%%
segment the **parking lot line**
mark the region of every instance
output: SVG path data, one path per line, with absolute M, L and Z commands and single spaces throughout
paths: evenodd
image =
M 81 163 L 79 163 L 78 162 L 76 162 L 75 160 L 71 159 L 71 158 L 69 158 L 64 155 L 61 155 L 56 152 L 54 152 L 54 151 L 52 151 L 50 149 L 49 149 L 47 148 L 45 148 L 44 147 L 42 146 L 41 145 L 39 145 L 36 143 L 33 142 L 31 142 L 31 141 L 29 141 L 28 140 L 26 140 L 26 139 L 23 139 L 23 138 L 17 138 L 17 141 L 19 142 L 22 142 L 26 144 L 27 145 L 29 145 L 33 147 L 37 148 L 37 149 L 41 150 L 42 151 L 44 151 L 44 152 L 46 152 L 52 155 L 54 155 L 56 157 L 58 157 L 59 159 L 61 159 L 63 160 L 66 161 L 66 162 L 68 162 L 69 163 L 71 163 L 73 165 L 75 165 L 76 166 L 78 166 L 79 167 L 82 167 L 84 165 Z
%%
Arrange every line of the material above as a JSON list of strings, one string per line, leaving out any blank lines.

### Problem solution
[
  "segment the **parking lot line**",
  "mark the region of every instance",
  "output: SVG path data, one path per line, with absolute M, L and Z commands and single spaces throughout",
  "paths: evenodd",
  "image =",
  "M 81 163 L 79 163 L 78 162 L 76 162 L 75 160 L 71 159 L 71 158 L 69 158 L 64 155 L 61 155 L 56 152 L 54 152 L 54 151 L 52 151 L 50 149 L 49 149 L 47 148 L 45 148 L 44 147 L 42 146 L 41 145 L 39 145 L 36 143 L 33 142 L 31 142 L 31 141 L 29 141 L 28 140 L 26 140 L 26 139 L 23 139 L 23 138 L 17 138 L 17 141 L 19 142 L 22 142 L 26 144 L 27 145 L 29 145 L 33 147 L 37 148 L 37 149 L 41 150 L 42 151 L 44 151 L 44 152 L 46 152 L 52 155 L 54 155 L 56 157 L 58 157 L 59 159 L 61 159 L 63 160 L 66 161 L 66 162 L 68 162 L 69 163 L 71 163 L 73 165 L 75 165 L 76 166 L 78 166 L 79 167 L 82 167 L 84 165 Z"
]